## PAGINAFRAGMENT
########

32 123 XIV
Vaststelling van de begrotingsstaten van het Ministerie van Landbouw, Natuur en Voedselkwaliteit (XIV) voor het jaar 2010

nr. 70
BRIEF VAN DE MINISTER VAN LANDBOUW, NATUUR EN VOEDSELKWALITEIT

Aan de Voorzitter van de Tweede Kamer der Staten-Generaal

Den Haag, 26 november 2009

In het Wetgevingsoverleg Visserij van 16 november 2009 (Kamerstuk 32 123 XIV, nr. 63) heb ik met uw Kamer over de voorlopige voorziening gesproken die rechtbank Dordrecht diezelfde dag heeft gegeven aan een visserijbedrijf. De rechtbank treft de voorlopige voorziening dat verzoekster tot 1 december 2009 wordt behandeld als ware zij in het bezit van een ontheffing van het aalvisverbod om op wolhandkrab te vissen met aalfuiken die daartoe zodanig zijn aangepast dat aal daaruit kan ontsnappen.

Inmiddels heb ik de motivering van de rechtbank ontvangen. De rechter acht het Nederlandse aalbeheerplan en de uitvoeringsregeling visserij legitiem.

########

Aanwijsgegevens bij verwijzende uitdrukkingen:
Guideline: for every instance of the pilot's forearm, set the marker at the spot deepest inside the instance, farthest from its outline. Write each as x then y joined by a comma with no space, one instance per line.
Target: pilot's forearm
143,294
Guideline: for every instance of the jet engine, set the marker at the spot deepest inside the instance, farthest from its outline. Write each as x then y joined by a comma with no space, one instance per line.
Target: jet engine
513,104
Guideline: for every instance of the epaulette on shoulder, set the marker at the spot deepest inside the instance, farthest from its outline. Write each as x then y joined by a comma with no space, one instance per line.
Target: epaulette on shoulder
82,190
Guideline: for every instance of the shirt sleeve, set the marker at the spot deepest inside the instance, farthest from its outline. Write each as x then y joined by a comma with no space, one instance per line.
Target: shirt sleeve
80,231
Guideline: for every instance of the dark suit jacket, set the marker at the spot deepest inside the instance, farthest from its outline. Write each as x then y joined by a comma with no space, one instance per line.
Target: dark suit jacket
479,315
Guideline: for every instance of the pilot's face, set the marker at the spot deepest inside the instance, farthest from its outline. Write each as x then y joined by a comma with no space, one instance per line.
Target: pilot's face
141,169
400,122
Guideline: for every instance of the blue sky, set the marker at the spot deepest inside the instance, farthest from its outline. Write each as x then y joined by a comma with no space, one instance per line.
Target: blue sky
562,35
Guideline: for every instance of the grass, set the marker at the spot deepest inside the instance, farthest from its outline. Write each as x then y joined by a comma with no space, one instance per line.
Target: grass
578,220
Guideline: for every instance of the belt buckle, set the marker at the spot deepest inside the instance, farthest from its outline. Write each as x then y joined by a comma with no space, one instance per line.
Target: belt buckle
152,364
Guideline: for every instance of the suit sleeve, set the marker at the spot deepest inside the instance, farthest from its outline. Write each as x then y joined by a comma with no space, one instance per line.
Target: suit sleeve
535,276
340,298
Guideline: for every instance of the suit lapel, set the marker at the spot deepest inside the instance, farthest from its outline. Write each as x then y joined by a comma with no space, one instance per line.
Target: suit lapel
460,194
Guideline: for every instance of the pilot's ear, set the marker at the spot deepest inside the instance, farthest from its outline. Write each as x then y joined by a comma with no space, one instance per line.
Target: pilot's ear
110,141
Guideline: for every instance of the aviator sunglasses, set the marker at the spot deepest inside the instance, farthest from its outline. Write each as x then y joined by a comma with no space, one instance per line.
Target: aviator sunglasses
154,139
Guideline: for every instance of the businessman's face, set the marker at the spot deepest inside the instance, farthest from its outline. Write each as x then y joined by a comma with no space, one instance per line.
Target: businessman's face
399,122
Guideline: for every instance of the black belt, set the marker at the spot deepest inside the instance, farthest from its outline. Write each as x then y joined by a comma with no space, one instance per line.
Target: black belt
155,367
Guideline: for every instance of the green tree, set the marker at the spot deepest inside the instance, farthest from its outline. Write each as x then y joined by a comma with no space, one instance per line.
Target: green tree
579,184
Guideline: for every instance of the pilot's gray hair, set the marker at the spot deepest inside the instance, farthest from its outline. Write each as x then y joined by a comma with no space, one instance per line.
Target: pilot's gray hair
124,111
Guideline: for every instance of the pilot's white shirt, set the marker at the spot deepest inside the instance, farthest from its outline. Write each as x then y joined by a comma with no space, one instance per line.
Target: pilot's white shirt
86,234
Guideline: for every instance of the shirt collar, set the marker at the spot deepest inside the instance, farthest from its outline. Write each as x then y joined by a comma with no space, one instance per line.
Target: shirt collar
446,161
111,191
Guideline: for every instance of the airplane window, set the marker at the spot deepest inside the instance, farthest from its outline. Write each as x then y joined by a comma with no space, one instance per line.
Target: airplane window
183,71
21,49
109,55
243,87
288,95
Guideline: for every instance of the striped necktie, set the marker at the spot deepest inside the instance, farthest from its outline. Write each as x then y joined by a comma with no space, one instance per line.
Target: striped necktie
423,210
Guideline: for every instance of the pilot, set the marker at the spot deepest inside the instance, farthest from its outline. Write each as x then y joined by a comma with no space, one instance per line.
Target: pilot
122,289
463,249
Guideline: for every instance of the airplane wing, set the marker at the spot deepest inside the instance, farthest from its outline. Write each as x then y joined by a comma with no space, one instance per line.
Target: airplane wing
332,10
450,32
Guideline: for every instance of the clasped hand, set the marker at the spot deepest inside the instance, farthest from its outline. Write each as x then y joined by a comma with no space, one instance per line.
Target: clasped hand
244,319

########

## UIT TE VOEREN OPDRACHTEN
1. Neem letterlijk uit de Kamerbrief over wat tussen "In het Wetgevingsoverleg" en "uitvoeringsregeling visserij legitiem." staat, beide inbegrepen.
2. Schrijf een vervolg op de Kamerbrief, aansluitend op de laatste zin ervan.

## ANTWOORDEN
1.
In het Wetgevingsoverleg Visserij van 16 november 2009 (Kamerstuk 32 123 XIV, nr. 63) heb ik met uw Kamer over de voorlopige voorziening gesproken die rechtbank Dordrecht diezelfde dag heeft gegeven aan een visserijbedrijf. De rechtbank treft de voorlopige voorziening dat verzoekster tot 1 december 2009 wordt behandeld als ware zij in het bezit van een ontheffing van het aalvisverbod om op wolhandkrab te vissen met aalfuiken die daartoe zodanig zijn aangepast dat aal daaruit kan ontsnappen.

Inmiddels heb ik de motivering van de rechtbank ontvangen. De rechter acht het Nederlandse aalbeheerplan en de uitvoeringsregeling visserij legitiem.

2.
De rechtbank is verder van oordeel dat de Staat bevoegd was handhavend op te treden, maar dat er in dit geval sprake was van bijzondere omstandigheden. Hierbij acht de rechtbank van belang dat het aalvisverbod niet eerder dan juli 2009 als maatregel in het aalbeheerplan is opgenomen en dat er op het moment van inwerkingtreding van het verbod geen concreet zicht was op nadeelcompensatie voor het onevenredige nadeel dat verzoekster lijdt in oktober en november. Het vissen op wolhandkrab biedt wel een financieel alternatief. De rechtbank oordeelt dat zij in dit geval in redelijkheid geen doorslaggevende betekenis kon toekennen aan financiële gevolgen gemoeid met intensievere controle door de AID.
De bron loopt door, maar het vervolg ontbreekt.